* _TASK REQUIREMENTS_
**1.** Answer these from the Vendémiaire passage:
(a) On what date was the constitution proclaimed?
(b) What cry resounded through the streets of Paris?
(c) How many of the Parisian National Guards were determined to give short shrift to the Assembly?
**2.** List every distinct group of people that the Vendémiaire passage names with a capitalized noun.

Such was the constitution which was proclaimed on September 22nd, 1795, or 1st Vendémiaire, Year IV., of the revolutionary calendar. An important postscript to the original constitution now excited fierce commotions which enabled the young officer to repair his own shattered fortunes. The Convention, terrified at the thought of a general election, which might send up a malcontent or royalist majority, decided to impose itself on France for at least two years longer. With an effrontery unparalleled in parliamentary annals, it decreed that the law of the new constitution, requiring the re-election of one-third of the deputies every year, should now be applied to itself; and that the rest of its members should sit in the forthcoming Councils. At once a cry of disgust and rage arose from all who were weary of the Convention and all its works. "Down with the two-thirds!" was the cry that resounded through the streets of Paris. The movement was not so much definitely royalist as vaguely malcontent. The many were enraged by the existing dearth and by the failure of the Revolution to secure even cheap bread. Doubtless the royalists strove to drive on the discontent to the desired goal, and in many parts they tinged the movement with an unmistakably Bourbon tint. But it is fairly certain that in Paris they could not alone have fomented a discontent so general as that of Vendémiaire. That they would have profited by the defeat of the Convention is, however, equally certain. The history of the Revolution proves that those who at first merely opposed the excesses of the Jacobins gradually drifted over to the royalists. The Convention now found itself attacked in the very city which had been the chosen abode of Liberty and Equality. Some thirty thousand of the Parisian National Guards were determined to give short shrift to this Assembly that clung so indecently to life; and as the armies were far away, the Parisian malcontents seemed masters of the situation. Without doubt they would have been but for their own precipitation and the energy of Buonaparte.

* _EXCERPTED DATA_
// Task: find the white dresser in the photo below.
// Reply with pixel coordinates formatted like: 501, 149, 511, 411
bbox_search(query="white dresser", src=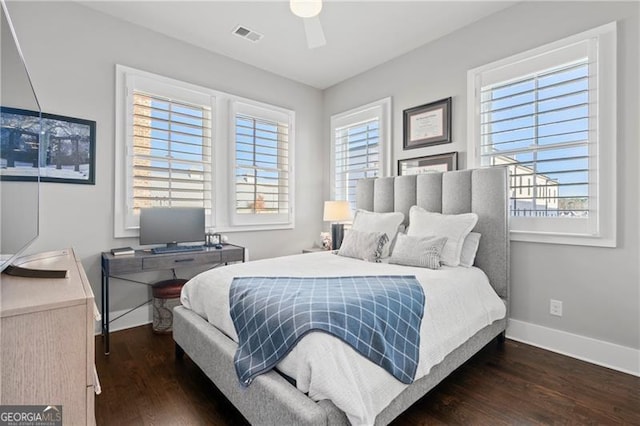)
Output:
0, 249, 99, 425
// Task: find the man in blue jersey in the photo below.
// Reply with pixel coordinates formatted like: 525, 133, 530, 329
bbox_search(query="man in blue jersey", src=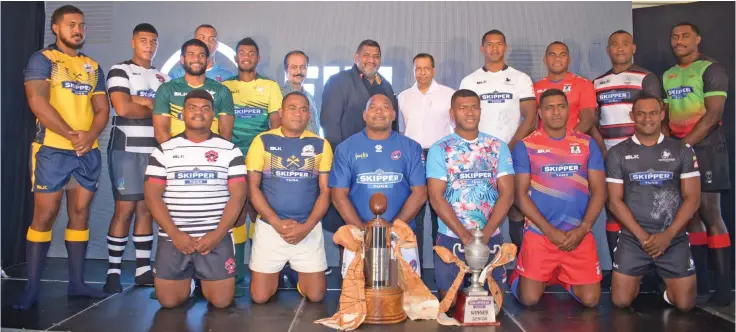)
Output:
329, 94, 427, 270
427, 89, 514, 305
169, 24, 235, 82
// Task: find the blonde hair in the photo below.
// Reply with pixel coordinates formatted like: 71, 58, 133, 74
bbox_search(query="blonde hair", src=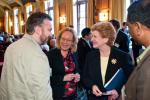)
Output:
57, 27, 78, 52
91, 22, 116, 46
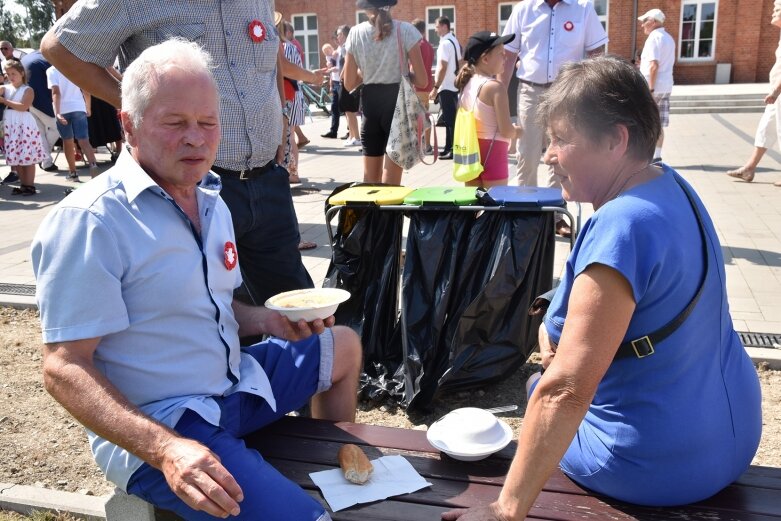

* _ANSWERS_
**1.**
(a) September 22nd, 1795, or 1st Vendémiaire, Year IV of the revolutionary calendar.
(b) "Down with the two-thirds!"
(c) Some thirty thousand.

**2.**
- the Convention (also called "this Assembly")
- the Councils
- the Jacobins
- the Parisian National Guards